• [Trabalho a fazer]
a - Diga se cada afirmação concorda com o excerto sobre restaurantes e responda sim ou não, citando as palavras do excerto que decidem. (i) O Ajitama foi transformado num serviço de entregas em 48 horas. (ii) No Ajitama, o caldo e os noodles seguem no mesmo recipiente. (iii) No Kitchen Dates, é a Maria quem faz as entregas de mota.
b - Copie do excerto sobre restaurantes o trecho que vai de "É que em 48" até "pensada ao detalhe.".

• [Excerto da página]

◆ ◆ ◆ ◆ ◆ ◆ ◆

Esta arte de fazer muito com pouco volta sempre que é preciso. Só há um tomate, meia cebola e três espargos já murchos no frigorífico? Salteados são uma delícia. No armário já só há um resto de arroz no fundo do pacote e no cesto dos legumes meia cenoura e um pimento? Arroz com todos, funciona muito bem cá em casa. Fecharam-nos as portas e não podemos servir refeições? Em dois dias viramos a cozinha do avesso e levamos a comida à casa das pessoas.
Parece assim fácil como juntar arroz com restos e servir não é? Mas o que a restauração em Portugal está a fazer é digno de aplausos às dez da noite, mas também às oito da manhã ao meio dia ou a qualquer hora em que a fome aperta e sabemos que estamos à distância de um telefonema até que um ramen quente nos toque à campainha.
É que em 48 horas, António Carvalhão e João Ferreira, transformaram o Ajitama, aquele que é um dos mais conhecidos restaurantes asiáticos de Lisboa num serviço de entregas de um prato que, habitualmente se come depois de uma preparação pensada ao detalhe.
E não é que tenha deixado de ser assim. Aliás, esta dupla estudou todas as opções e optou por dividir o prato em dois recipientes: num vai o caldo a ferver que recomendam que seja novamente aquecido em casa. Noutro estão os noodles cozidos, já com os toppings na mesma disposição que usam no restaurante.
O Rui e a Maria, que abriram o primeiro restaurante sem desperdício do País, transformaram o Kitchen Dates num serviço de entregas. Passaram a trabalhar só os dois e, por isso, começam às 8h e só terminam por volta da meia-noite. É que além de cozinheiros, são também estafetas e parte do dia é passado a distribuir os pratos que fazem em conjunto logo de manhã. Rui usa a mota que já tinha e uma mochila emprestada para as entregas e Maria fica a tratar dos pedidos de take away e a preparar o pão para o dia seguinte.

◆ ◆ ◆ ◆ ◆ ◆ ◆

• [Registos guardados]
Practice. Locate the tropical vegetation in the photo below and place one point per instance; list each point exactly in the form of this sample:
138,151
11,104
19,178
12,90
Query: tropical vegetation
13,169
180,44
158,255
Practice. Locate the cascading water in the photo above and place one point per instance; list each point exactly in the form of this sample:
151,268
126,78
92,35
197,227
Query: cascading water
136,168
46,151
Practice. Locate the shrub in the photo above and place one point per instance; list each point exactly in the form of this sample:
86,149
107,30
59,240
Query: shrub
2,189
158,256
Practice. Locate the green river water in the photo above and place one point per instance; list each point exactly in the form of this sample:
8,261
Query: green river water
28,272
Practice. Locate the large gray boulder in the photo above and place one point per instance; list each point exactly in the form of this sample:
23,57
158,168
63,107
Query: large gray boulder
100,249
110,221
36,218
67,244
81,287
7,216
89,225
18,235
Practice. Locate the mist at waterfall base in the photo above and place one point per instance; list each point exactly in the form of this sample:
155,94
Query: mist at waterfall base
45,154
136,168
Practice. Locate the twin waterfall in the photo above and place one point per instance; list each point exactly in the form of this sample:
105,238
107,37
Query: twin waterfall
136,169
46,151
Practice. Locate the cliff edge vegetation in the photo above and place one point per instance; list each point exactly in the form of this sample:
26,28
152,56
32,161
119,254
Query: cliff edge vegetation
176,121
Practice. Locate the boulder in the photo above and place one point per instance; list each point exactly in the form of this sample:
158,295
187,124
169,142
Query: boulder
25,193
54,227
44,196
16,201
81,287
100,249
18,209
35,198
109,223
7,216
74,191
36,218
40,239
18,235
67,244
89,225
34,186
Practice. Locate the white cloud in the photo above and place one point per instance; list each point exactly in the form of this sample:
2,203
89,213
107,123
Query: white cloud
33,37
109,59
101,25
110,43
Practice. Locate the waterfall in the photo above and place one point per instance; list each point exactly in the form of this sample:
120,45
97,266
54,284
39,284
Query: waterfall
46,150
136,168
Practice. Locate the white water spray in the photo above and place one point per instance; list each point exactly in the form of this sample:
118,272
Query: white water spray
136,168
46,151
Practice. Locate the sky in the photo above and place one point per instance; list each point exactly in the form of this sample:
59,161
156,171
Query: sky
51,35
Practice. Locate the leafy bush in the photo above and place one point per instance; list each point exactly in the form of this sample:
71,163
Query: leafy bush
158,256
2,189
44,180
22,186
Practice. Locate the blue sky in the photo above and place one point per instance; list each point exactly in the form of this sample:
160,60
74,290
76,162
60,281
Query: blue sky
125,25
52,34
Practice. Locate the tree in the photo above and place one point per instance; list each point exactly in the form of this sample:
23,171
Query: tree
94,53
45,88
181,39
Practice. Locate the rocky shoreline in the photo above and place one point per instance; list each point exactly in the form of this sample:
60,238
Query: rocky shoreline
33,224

◆ ◆ ◆ ◆ ◆ ◆ ◆

• [Respostas aos exercícios]
a -
(i) Sim: "É que em 48 horas, António Carvalhão e João Ferreira, transformaram o Ajitama"
(ii) Não: "optou por dividir o prato em dois recipientes"
(iii) Não: "Rui usa a mota que já tinha e uma mochila emprestada para as entregas"

b -
É que em 48 horas, António Carvalhão e João Ferreira, transformaram o Ajitama, aquele que é um dos mais conhecidos restaurantes asiáticos de Lisboa num serviço de entregas de um prato que, habitualmente se come depois de uma preparação pensada ao detalhe.